--- READING TEXT ---
Moody's upgrades Tri-State G&T Association to A3 for senior secured debt; outlook stable

09 Nov 2010

Approximately $1.5 billion of securities affected

New York, November 09, 2010 -- Moody's Investors Service upgraded the ratings of Tri-State Generation & Transmission Association, Inc. (Tri-State), including the cooperative's senior secured debt to A3 from Baa1. This action concludes the review for upgrade of Tri-State's ratings, which was initiated on August 5, 2010. The rating outlook is stable.

See ratings upgraded below.

Upgrades:

..Issuer: Gallup (City of) NM

....Senior Secured Revenue Bonds, Upgraded to A3 from Baa1

..Issuer: Tri-State G&T Association Inc.

....Issuer Rating, Upgraded to Baa1 from Baa2

....Senior Secured Bank Credit Facility, Upgraded to A3 from Baa1

....Senior Secured First Mortgage Bonds, Upgraded to A3 from Baa1

....Senior Secured Pass-Through, Upgraded to Baa1 from Baa2

Outlook Actions:

..Issuer: Tri-State G&T Association Inc.

....Outlook, Changed To Stable From Rating Under Review

RATINGS RATIONALE

"Today's rating action reflects Moody's view that Tri-State's future rate setting plans and long-term financial objectives will allow the cooperative to maintain key financial metrics on average at levels consistent with the higher rating, especially considering its more manageable planned capital program compared to earlier expectations" said Kevin Rose, lead analyst for Tri-State at Moody's New York office. "By taking steps to delay previously planned large generation projects and shoring up its liquidity through recently completed long-term financings, Tri-State has addressed two issues which were previously acting as a ratings constraint" Rose added.

Management's financial policy objective takes advantage of the cooperative's rate setting autonomy to establish wholesale power rates annually to achieve operating margins equal to 3% of total electric service costs which allows the company to exceed the minimum required debt service ratio in its indenture. By following this strategy, Moody's expects that Tri-State can prospectively maintain its three-year average funds from operations (FFO) to interest and debt metrics in excess of 6% and 2.0x, respectively, which is typical of cooperatives at the low end of the A rating category according to Moody's rating methodology for U.S. Electric Generation & Transmission Cooperatives.
--- STORED ROWS ---
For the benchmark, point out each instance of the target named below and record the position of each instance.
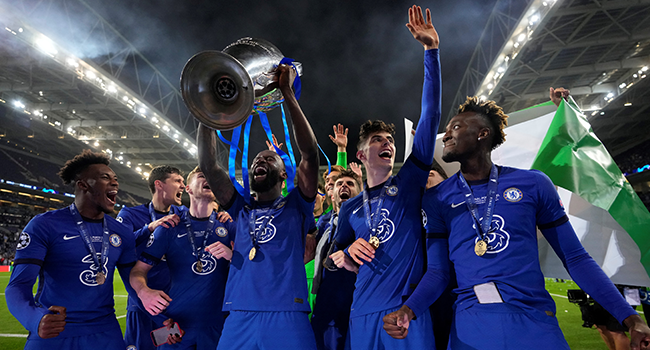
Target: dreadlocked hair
(494, 114)
(70, 172)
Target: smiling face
(461, 136)
(378, 151)
(345, 188)
(100, 185)
(198, 188)
(172, 189)
(266, 171)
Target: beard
(271, 179)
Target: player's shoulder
(130, 211)
(51, 218)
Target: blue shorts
(502, 326)
(197, 338)
(367, 332)
(109, 340)
(139, 325)
(259, 330)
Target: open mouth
(111, 196)
(386, 154)
(260, 173)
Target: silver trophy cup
(222, 88)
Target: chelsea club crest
(115, 240)
(392, 191)
(222, 232)
(513, 195)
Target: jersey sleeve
(585, 272)
(550, 211)
(154, 253)
(33, 242)
(20, 300)
(128, 256)
(344, 234)
(30, 253)
(342, 159)
(431, 109)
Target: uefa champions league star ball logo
(209, 264)
(424, 217)
(269, 230)
(498, 238)
(385, 227)
(89, 277)
(150, 241)
(23, 240)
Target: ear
(484, 133)
(82, 185)
(361, 155)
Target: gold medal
(101, 278)
(480, 248)
(374, 242)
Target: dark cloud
(360, 61)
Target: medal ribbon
(253, 217)
(483, 227)
(152, 212)
(190, 233)
(81, 226)
(372, 225)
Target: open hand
(423, 31)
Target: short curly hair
(373, 126)
(161, 172)
(73, 168)
(492, 112)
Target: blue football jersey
(399, 261)
(197, 294)
(138, 219)
(275, 279)
(525, 199)
(67, 270)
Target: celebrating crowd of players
(235, 278)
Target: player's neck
(87, 209)
(269, 195)
(158, 203)
(476, 167)
(376, 176)
(200, 208)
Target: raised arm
(424, 32)
(217, 177)
(305, 139)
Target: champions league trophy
(222, 88)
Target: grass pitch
(13, 335)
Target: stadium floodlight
(46, 45)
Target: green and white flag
(609, 218)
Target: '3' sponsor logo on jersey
(385, 227)
(88, 277)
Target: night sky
(360, 61)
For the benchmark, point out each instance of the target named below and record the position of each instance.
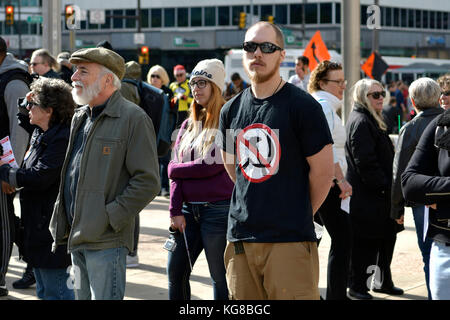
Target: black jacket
(369, 153)
(426, 178)
(39, 177)
(407, 141)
---
→ **WRITTEN TASKS**:
1: Please reproduce the Tri-State ratings release word for word, in full.
2: Write out the lines of the records, starting with the line containing "Target: player's neck" and going on through the last line of the records. Leave the pictures out of your answer.

→ **ANSWER SET**:
1:
Moody's upgrades Tri-State G&T Association to A3 for senior secured debt; outlook stable

09 Nov 2010

Approximately $1.5 billion of securities affected

New York, November 09, 2010 -- Moody's Investors Service upgraded the ratings of Tri-State Generation & Transmission Association, Inc. (Tri-State), including the cooperative's senior secured debt to A3 from Baa1. This action concludes the review for upgrade of Tri-State's ratings, which was initiated on August 5, 2010. The rating outlook is stable.

See ratings upgraded below.

Upgrades:

..Issuer: Gallup (City of) NM

....Senior Secured Revenue Bonds, Upgraded to A3 from Baa1

..Issuer: Tri-State G&T Association Inc.

....Issuer Rating, Upgraded to Baa1 from Baa2

....Senior Secured Bank Credit Facility, Upgraded to A3 from Baa1

....Senior Secured First Mortgage Bonds, Upgraded to A3 from Baa1

....Senior Secured Pass-Through, Upgraded to Baa1 from Baa2

Outlook Actions:

..Issuer: Tri-State G&T Association Inc.

....Outlook, Changed To Stable From Rating Under Review

RATINGS RATIONALE

"Today's rating action reflects Moody's view that Tri-State's future rate setting plans and long-term financial objectives will allow the cooperative to maintain key financial metrics on average at levels consistent with the higher rating, especially considering its more manageable planned capital program compared to earlier expectations" said Kevin Rose, lead analyst for Tri-State at Moody's New York office. "By taking steps to delay previously planned large generation projects and shoring up its liquidity through recently completed long-term financings, Tri-State has addressed two issues which were previously acting as a ratings constraint" Rose added.

Management's financial policy objective takes advantage of the cooperative's rate setting autonomy to establish wholesale power rates annually to achieve operating margins equal to 3% of total electric service costs which allows the company to exceed the minimum required debt service ratio in its indenture. By following this strategy, Moody's expects that Tri-State can prospectively maintain its three-year average funds from operations (FFO) to interest and debt metrics in excess of 6% and 2.0x, respectively, which is typical of cooperatives at the low end of the A rating category according to Moody's rating methodology for U.S. Electric Generation & Transmission Cooperatives.

2:
Target: player's neck
(87, 209)
(269, 195)
(158, 203)
(476, 167)
(376, 176)
(200, 208)
Target: raised arm
(424, 32)
(217, 177)
(305, 139)
Target: champions league trophy
(222, 88)
Target: grass pitch
(13, 335)
Target: stadium floodlight
(46, 45)
Target: green and white flag
(609, 218)
Target: '3' sponsor logo on jersey
(385, 227)
(88, 277)
Target: night sky
(360, 61)
For the benchmark, point out each instance of the target named below and record the position of each instance.
Target: black jacket
(369, 153)
(426, 178)
(39, 177)
(407, 141)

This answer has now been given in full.